BEGIN EXTRACTED TEXT
Skip to content

alexandernicholson/mega-obj-soaker

Repository files navigation

Mega Obj Soaker

Self-optimising actor-based S3-compatible object storage downloader

A high-performance Rust rewrite of super-obj-soaker, built on the rebar actor runtime. Drop-in replacement with identical CLI and environment variable contracts.

Features

  • Actor-based concurrency — Uses rebar's GenServer and DynamicSupervisor (BEAM-inspired actor model) for lock-free coordination
  • Self-optimising — Dynamically scales worker count based on measured throughput, stopping when gains plateau
  • Resumable downloads — Skips files that match on size and modification time, re-downloads partial files
  • S3-compatible — Works with any S3-compatible service via --endpoint-url (AWS S3, MinIO, SeaweedFS, etc.)
  • Include/exclude patterns — Shell glob filtering matching AWS CLI behaviour
  • Fault tolerant — DynamicSupervisor provides crash recovery for worker processes
  • Configurable — All tuning parameters exposed via environment variables

Architecture

graph TD
    RT["Rebar Runtime"]

    RT --> C["Coordinator<br/><i>GenServer</i>"]
    RT --> WS["WorkerSupervisor<br/><i>DynamicSupervisor</i>"]
    RT --> O["Optimizer<br/><i>Process</i>"]

    WS --> W0["Worker 0"]
    WS --> W1["Worker 1"]
    WS --> W2["Worker ..."]
    WS --> WN["Worker N"]

    W0 -- "Call: Task" --> C
    W0 -- "Cast: TaskComplete" --> C
    W1 -- "Call: Task" --> C
    W1 -- "Cast: TaskComplete" --> C

    O -- "Call: Stats" --> C
    O -- "Call: Progress" --> C
    O -- "start_child()" --> WS

    style RT fill:#2d3748,color:#fff
    style C fill:#3182ce,color:#fff
    style WS fill:#38a169,color:#fff
    style O fill:#d69e2e,color:#fff
    style W0 fill:#48bb78,color:#fff
    style W1 fill:#48bb78,color:#fff
    style W2 fill:#48bb78,color:#fff
    style WN fill:#48bb78,color:#fff
Loading

Actor Roles

Actor Type Responsibility
Coordinator GenServer Owns the task queue, tracks progress and byte counters, responds to Call/Cast messages
WorkerSupervisor DynamicSupervisor Manages worker lifecycle with crash recovery (max_restarts=100 per 60s)
END EXTRACTED TEXT
BEGIN EXTRACTED RECORDS
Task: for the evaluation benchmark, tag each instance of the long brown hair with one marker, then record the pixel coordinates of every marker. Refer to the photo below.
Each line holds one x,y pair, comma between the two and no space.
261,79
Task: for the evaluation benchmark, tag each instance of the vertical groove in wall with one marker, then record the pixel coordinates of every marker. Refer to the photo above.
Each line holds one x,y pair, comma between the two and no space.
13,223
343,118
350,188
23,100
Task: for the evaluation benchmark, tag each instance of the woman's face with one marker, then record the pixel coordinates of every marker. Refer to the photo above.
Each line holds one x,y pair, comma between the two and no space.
END EXTRACTED RECORDS
BEGIN EXTRACTED RECORDS
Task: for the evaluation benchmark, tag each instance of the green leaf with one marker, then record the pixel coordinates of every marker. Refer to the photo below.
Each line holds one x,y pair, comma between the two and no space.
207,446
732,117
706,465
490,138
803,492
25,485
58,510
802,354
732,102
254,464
END EXTRACTED RECORDS
BEGIN EXTRACTED RECORDS
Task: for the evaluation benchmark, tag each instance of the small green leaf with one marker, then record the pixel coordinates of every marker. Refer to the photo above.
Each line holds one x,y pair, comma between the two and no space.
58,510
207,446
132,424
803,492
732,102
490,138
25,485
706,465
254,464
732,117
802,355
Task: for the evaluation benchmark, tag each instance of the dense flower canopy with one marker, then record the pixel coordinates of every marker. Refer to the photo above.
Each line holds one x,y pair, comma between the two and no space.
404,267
END EXTRACTED RECORDS
WORK TO DO:
1. From the Mega Obj Soaker page, copy the passage starting at "Actor Roles" and ending at "(max_restarts=100 per 60s)".
2. According to the Mega Obj Soaker page, what restart limit does the WorkerSupervisor use?

ANSWERS TO THE PROBLEMS:
1.
Actor Roles

Actor Type Responsibility
Coordinator GenServer Owns the task queue, tracks progress and byte counters, responds to Call/Cast messages
WorkerSupervisor DynamicSupervisor Manages worker lifecycle with crash recovery (max_restarts=100 per 60s)

2. At most 100 restarts per 60 seconds (max_restarts=100 per 60s).